GOAL OF THE EXERCISE - The word "plastic" marks the lines to report; pull each of them from the listing.

RECORDS SUPPLIED -
----------

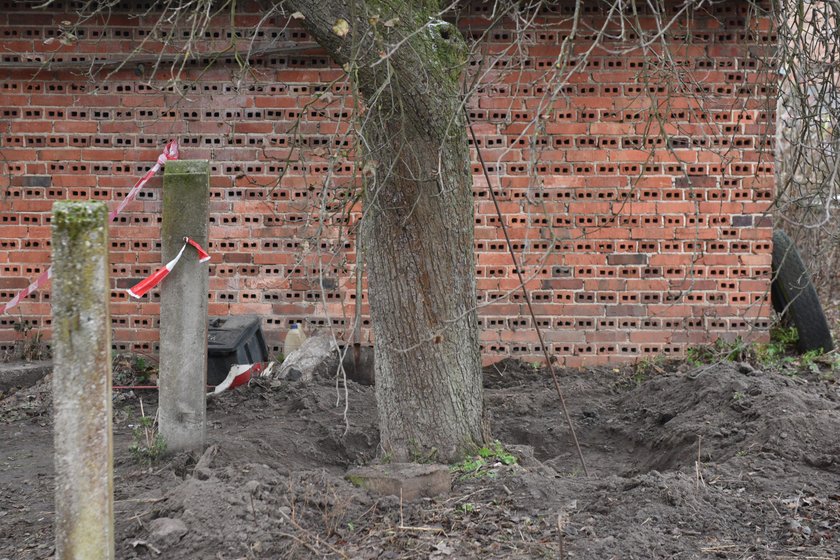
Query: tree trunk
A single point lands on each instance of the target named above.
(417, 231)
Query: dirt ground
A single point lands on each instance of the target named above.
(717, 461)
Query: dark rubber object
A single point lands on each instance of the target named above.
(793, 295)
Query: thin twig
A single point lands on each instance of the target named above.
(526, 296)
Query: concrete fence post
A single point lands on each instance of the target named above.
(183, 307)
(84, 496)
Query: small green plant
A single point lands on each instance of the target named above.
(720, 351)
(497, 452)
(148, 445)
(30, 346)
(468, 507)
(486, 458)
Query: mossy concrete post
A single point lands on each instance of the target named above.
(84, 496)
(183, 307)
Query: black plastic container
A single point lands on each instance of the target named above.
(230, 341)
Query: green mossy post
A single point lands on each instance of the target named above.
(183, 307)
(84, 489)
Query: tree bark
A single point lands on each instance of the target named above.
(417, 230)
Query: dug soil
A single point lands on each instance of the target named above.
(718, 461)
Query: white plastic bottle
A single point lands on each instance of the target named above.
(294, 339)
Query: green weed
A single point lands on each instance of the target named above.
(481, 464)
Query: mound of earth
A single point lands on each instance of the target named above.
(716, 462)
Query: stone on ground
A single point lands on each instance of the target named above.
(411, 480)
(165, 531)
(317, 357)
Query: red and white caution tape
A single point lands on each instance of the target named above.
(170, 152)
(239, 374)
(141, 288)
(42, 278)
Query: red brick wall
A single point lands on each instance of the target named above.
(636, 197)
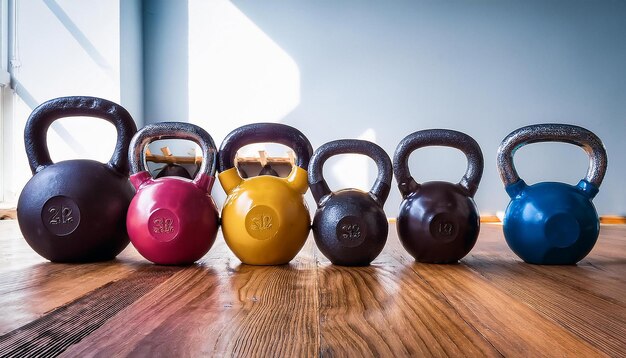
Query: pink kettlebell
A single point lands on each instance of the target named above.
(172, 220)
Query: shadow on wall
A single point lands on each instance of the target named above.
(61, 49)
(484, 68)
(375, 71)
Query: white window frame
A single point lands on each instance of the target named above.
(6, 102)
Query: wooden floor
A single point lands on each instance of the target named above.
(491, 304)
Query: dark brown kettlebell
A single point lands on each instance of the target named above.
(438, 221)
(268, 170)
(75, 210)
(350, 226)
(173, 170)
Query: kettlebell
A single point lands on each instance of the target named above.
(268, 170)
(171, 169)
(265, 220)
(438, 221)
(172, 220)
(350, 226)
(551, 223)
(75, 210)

----------

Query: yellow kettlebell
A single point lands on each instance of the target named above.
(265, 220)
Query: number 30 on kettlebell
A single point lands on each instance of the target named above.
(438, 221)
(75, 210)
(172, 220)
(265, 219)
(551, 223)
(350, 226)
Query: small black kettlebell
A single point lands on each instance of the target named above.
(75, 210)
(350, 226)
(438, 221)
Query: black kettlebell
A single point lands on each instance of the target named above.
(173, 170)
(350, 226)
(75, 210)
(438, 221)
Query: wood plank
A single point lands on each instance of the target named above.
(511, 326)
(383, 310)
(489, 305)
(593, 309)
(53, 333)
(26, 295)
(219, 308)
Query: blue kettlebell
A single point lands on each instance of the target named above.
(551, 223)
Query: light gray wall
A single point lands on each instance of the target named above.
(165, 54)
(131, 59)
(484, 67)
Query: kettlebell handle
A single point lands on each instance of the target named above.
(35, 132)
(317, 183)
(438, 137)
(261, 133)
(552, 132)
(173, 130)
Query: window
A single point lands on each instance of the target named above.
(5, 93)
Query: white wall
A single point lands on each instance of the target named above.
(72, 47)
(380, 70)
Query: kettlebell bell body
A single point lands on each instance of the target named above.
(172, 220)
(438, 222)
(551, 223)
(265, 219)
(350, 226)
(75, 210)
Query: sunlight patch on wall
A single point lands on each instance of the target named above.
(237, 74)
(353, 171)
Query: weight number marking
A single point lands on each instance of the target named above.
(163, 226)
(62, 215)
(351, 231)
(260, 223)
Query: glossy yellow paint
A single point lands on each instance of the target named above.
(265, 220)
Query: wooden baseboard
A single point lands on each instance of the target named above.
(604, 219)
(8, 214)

----------

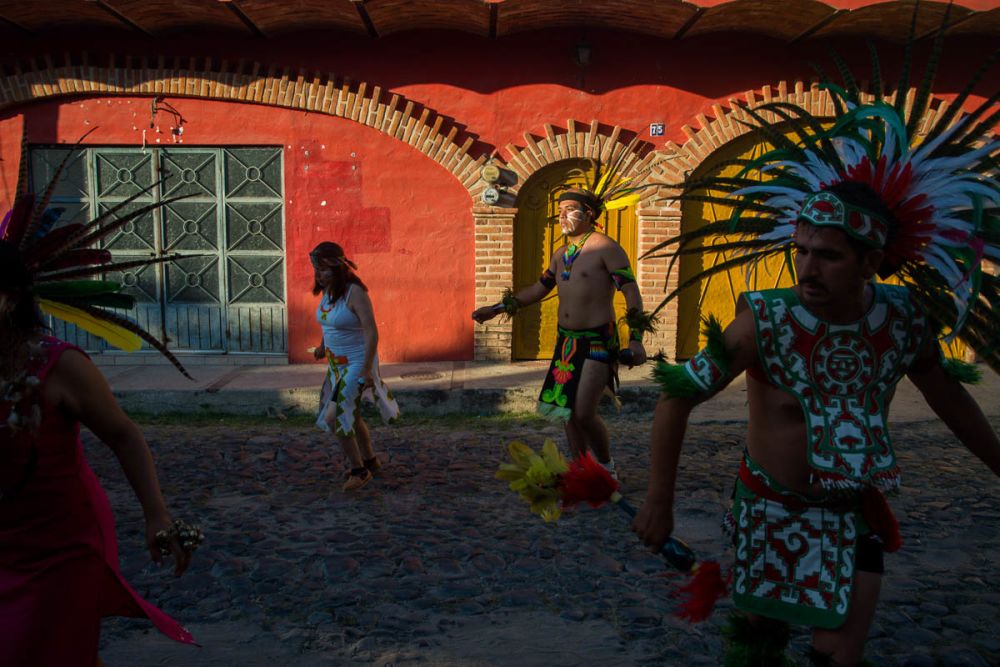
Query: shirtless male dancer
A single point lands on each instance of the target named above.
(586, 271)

----------

OUTPUT FOR THIS EXERCISE -
Query: black plastic container
Query: white plastic bottle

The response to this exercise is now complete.